(Stored dataset items)
::::::

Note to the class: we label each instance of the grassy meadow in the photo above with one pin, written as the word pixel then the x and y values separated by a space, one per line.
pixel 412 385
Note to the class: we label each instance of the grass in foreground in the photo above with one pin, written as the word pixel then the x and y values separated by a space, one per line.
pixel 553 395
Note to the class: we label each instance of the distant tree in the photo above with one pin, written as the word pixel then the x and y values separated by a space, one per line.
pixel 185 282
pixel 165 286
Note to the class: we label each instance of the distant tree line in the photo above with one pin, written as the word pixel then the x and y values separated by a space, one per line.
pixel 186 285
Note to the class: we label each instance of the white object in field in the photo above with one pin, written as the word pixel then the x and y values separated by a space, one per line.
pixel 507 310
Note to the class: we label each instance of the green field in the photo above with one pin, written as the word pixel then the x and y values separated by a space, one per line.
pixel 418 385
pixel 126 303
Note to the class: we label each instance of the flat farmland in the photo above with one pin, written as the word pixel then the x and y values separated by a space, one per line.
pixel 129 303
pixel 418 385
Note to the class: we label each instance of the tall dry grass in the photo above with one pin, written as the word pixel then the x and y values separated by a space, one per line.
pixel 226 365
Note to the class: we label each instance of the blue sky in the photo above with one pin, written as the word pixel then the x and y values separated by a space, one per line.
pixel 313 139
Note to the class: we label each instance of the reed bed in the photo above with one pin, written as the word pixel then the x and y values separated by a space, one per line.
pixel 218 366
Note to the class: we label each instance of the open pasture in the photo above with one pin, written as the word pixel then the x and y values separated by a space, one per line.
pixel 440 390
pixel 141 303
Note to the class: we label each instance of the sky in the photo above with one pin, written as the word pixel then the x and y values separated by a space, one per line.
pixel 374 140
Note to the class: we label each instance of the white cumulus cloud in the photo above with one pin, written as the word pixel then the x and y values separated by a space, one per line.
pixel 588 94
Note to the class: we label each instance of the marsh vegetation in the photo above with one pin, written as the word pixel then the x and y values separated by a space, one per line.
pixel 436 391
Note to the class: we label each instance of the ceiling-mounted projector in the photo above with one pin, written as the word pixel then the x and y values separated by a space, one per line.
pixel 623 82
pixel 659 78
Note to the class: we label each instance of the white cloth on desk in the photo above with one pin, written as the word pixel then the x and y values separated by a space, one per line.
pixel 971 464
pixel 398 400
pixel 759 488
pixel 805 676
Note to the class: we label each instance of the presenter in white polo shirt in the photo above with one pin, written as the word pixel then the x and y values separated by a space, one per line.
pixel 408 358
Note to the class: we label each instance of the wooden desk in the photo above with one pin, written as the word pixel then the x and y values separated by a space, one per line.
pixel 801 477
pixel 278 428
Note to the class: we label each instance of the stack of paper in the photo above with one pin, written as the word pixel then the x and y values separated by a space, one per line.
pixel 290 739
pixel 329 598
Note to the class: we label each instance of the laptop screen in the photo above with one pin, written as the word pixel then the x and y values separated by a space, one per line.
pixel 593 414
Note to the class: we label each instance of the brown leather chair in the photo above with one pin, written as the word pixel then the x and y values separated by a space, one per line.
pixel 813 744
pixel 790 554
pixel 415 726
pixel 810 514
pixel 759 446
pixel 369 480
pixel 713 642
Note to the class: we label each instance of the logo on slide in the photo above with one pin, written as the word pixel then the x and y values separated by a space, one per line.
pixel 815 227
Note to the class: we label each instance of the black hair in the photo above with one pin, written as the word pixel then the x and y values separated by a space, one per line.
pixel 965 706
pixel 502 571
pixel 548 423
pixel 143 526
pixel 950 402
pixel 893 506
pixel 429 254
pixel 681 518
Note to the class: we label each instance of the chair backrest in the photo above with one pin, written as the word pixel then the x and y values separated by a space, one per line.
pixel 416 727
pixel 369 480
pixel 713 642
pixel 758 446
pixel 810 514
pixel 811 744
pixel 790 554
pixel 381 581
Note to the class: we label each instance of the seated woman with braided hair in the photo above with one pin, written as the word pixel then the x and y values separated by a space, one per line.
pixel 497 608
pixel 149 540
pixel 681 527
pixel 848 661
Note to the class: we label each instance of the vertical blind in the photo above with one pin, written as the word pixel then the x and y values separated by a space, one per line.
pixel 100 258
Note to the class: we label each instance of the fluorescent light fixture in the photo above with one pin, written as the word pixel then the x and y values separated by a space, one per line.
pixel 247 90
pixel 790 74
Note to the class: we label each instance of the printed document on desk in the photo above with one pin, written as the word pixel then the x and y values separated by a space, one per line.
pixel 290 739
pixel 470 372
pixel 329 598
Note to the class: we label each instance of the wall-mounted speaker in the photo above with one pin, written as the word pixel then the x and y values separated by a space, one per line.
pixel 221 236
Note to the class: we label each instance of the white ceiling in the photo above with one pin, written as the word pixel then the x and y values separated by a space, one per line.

::::::

▶ Problem description: Reproduce the records above in full, without altering a single character.

▶ Output for this task:
Note to the class: we label each instance of the grassy meadow in the photo above with one pin, written as the word pixel then the x and y values separated by a space, one per line.
pixel 412 385
Note to the class: we label each instance of the grass in foreground in the photo above with one pin, written as the word pixel then the x and y values separated by a space, one per line.
pixel 553 395
Note to the class: we label each instance of the distant tree in the photo above with one pin, written as the word pixel then the x and y values separated by a space, one per line.
pixel 185 282
pixel 165 286
Note to the class: we label each instance of the distant tree line in the photo above with one pin, written as the word pixel then the x and y values separated by a space, one per line.
pixel 186 285
Note to the class: we label each instance of the white object in field in the photo above with one pin, written as the word pixel then the x and y values separated by a space, one per line.
pixel 507 310
Note to the class: we label each instance of the green field in the photo above with one pin, written as the word pixel then the x and y values separated by a space, one per line.
pixel 418 385
pixel 126 303
Note to the class: we label each instance of the flat farmland in the photo above with one pin, written as the word pixel then the x and y values separated by a space, one per line.
pixel 129 303
pixel 418 385
Note to the class: we label each instance of the tall dry grass in the photo above with one pin, written as the word pixel then the x and y values separated by a space, one per line.
pixel 226 365
Note to the class: we label each instance of the blue sky in the photo above with one pin, written as the word pixel then the x and y values separated by a space, one per line.
pixel 313 139
Note to the class: we label each instance of the reed bed in the photo above with one pin, written as the word pixel then the x and y values separated by a space, one per line.
pixel 218 366
Note to the class: we label each instance of the open pasture in the photo above with one pin, written as the word pixel then the x and y values separated by a space, one per line.
pixel 440 390
pixel 141 303
Note to the class: we label each instance of the sky in the photo above with one pin, written as the word pixel then the x and y values separated by a space, one per line.
pixel 374 140
Note to the class: we label each instance of the white cumulus cloud in the photo above with one pin, written as the word pixel then the x and y values separated by a space, one per line.
pixel 588 94
Note to the class: we label each instance of the marsh vegetation in the photo above with one pin, written as the word pixel then the x and y values separated by a space, one per line.
pixel 436 391
Note to the class: we label each instance of the ceiling-mounted projector in the photo above with one pin, written as the word pixel then the x and y values separated by a space, one per line.
pixel 623 82
pixel 659 78
Note to the class: we label each instance of the white cloth on desk in the photo above with one pin, written as the word pixel then the x and y values separated by a space, one per line.
pixel 971 464
pixel 398 400
pixel 759 488
pixel 805 676
Note to the class: we label each instance of the presenter in white polo shirt in the photo above with one pin, written as the word pixel then the x and y values separated by a space, one per line.
pixel 408 358
Note to the class: we label each instance of the wooden desk in the photo above with one pin, written as the word pixel then the x and y values separated by a space, one per line.
pixel 801 477
pixel 278 428
Note to the class: we label each instance of the stack of paper in the photo above with one pin, written as the word pixel then the x and y values separated by a space, one per line.
pixel 290 739
pixel 329 598
Note to the class: we label each instance of the laptop screen in the photo above with one pin, written as the word pixel then the x and y values separated by a space, one per line.
pixel 593 414
Note to the class: we label each instance of the brown leather chair in the photo above with one pin, written as the word pixel then the x and y values separated by a space, one per line.
pixel 813 744
pixel 790 554
pixel 415 726
pixel 810 514
pixel 759 446
pixel 369 480
pixel 713 642
Note to the class: we label each instance of the logo on slide in the photo above with one pin, written as the word pixel then the x and y values separated by a space, one per line.
pixel 815 227
Note to the class: we label each instance of the black hair in the photo above with one pin, written as the word pixel then the x and y values separated by a space, one per line.
pixel 965 706
pixel 502 571
pixel 548 423
pixel 143 526
pixel 950 402
pixel 893 506
pixel 429 254
pixel 681 518
Note to the class: we label each instance of the chair backrest in the photo above with one pin, written as the word pixel then the x and y values separated by a space, one per line.
pixel 416 727
pixel 369 480
pixel 713 642
pixel 758 446
pixel 810 514
pixel 811 744
pixel 790 554
pixel 381 581
Note to the class: we label each instance of the seated woman with braided hair in the photo above with one pin, written as the word pixel then the x and y values separated by a space, one per line.
pixel 497 608
pixel 149 540
pixel 681 527
pixel 848 661
Note to the class: we label each instance of the vertical blind in the photo above with one pin, written as the word pixel then the x and y values separated by a space, one per line.
pixel 100 258
Note to the class: we label each instance of the fluorescent light fixture in the photo above with one pin, written as the word pixel then the x and y values separated by a space, one per line.
pixel 247 90
pixel 790 74
Note to the class: we label each instance of the printed document on desk in the photo above with one pin, written as the word pixel then the x and y values separated by a space, one per line.
pixel 290 739
pixel 470 372
pixel 329 598
Note to the class: we label each instance of the wall-mounted speaker in the photo above with one pin, written as the word pixel then the x and y values separated by a space, one per line.
pixel 221 236
Note to the class: we label each instance of the white ceiling in the photo above with one pin, written as the word pixel then the x and y values separated by a space, one per line.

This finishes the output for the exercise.